(Given problem):
Turn the material from the line with "trace: bird walking on grass" to the line with "M237 275L241 270L243", both included, into a JSON list of strings with one string per line and no blank lines.

(Records for the exercise):
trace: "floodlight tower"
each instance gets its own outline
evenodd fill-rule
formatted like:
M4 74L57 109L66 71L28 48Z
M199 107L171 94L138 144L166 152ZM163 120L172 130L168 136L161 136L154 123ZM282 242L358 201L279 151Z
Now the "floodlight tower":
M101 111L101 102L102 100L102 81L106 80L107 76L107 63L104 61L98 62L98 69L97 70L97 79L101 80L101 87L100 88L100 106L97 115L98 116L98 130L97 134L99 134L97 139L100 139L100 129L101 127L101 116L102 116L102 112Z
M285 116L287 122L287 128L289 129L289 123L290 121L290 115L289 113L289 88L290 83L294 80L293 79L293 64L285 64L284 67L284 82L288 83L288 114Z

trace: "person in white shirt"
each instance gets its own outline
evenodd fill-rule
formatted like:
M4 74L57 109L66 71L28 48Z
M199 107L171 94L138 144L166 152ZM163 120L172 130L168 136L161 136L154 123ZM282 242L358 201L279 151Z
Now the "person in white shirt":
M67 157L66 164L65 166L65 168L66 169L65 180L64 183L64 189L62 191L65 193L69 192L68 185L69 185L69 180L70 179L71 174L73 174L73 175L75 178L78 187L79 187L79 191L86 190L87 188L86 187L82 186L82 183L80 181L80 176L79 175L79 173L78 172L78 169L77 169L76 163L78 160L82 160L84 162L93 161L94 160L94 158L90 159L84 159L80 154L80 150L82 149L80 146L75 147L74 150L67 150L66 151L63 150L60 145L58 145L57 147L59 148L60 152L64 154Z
==
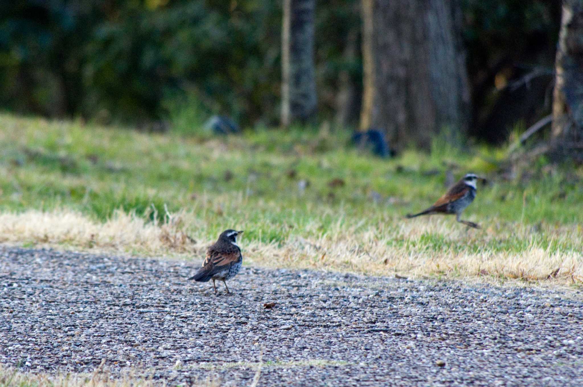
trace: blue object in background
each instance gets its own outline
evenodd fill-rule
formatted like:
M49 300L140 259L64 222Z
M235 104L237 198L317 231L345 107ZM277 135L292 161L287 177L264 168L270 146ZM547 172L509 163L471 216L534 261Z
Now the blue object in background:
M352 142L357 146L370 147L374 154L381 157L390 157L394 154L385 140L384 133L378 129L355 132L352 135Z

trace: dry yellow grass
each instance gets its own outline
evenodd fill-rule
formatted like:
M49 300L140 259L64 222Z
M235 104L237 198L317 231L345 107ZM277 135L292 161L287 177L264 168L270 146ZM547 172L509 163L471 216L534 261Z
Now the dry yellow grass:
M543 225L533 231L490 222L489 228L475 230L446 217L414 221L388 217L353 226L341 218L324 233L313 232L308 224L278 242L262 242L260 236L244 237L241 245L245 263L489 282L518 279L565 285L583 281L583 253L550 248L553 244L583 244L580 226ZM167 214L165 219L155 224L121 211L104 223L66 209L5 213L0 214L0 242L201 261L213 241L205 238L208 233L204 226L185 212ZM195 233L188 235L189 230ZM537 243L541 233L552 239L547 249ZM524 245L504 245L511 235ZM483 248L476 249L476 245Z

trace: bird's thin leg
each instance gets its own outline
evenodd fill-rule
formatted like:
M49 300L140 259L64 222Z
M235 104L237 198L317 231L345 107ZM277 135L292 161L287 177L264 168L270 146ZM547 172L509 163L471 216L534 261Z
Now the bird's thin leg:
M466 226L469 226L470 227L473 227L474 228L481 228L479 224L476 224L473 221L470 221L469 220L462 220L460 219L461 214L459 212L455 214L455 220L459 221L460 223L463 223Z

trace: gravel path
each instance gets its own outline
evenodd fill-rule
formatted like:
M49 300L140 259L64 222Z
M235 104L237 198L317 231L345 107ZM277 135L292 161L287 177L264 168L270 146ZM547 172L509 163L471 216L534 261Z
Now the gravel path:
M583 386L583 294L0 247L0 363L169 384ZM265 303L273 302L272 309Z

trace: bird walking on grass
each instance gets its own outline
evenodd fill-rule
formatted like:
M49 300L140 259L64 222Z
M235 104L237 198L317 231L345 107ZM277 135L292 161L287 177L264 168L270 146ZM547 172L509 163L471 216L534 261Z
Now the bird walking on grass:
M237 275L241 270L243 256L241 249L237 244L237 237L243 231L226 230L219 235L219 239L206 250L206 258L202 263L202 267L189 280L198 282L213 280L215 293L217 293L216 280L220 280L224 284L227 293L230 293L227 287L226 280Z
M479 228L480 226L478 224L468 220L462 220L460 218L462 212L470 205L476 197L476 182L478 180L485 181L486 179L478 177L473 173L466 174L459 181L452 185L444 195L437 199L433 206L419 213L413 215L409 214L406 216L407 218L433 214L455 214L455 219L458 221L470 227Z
* * *
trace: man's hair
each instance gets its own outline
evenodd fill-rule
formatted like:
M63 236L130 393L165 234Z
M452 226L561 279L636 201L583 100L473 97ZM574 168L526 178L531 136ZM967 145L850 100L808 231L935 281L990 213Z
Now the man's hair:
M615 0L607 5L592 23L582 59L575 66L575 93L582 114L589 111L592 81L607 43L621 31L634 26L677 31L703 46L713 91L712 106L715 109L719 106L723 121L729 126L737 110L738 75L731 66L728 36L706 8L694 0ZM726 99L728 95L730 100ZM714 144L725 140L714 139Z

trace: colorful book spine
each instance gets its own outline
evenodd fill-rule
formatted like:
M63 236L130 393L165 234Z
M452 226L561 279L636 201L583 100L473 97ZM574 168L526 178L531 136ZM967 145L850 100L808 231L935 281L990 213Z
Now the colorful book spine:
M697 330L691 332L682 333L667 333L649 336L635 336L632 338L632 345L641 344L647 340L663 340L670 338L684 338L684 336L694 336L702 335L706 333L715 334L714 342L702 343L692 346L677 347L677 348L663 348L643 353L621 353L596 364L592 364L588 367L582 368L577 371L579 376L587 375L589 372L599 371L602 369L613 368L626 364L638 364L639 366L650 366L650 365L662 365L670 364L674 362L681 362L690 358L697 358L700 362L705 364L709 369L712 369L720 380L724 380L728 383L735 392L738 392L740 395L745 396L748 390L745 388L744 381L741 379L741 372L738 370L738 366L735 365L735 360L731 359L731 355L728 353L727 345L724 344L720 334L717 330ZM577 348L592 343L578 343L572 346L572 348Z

(Exercise result):
[
  "trace: bird walking on grass",
  "each instance gets its own outline",
  "evenodd fill-rule",
  "formatted like:",
  "M49 300L140 259L64 222Z",
  "M235 104L237 198L317 231L345 107ZM277 135L292 161L287 177L264 168L270 146ZM547 172L509 163L471 216L534 261Z",
  "Now the bird walking on grass:",
  "M237 275L241 270L243 256L241 249L237 244L237 237L243 231L226 230L219 235L219 239L206 250L206 258L202 263L202 267L189 280L198 282L213 280L215 293L217 293L216 280L220 280L224 284L227 293L230 293L227 287L226 280Z"
]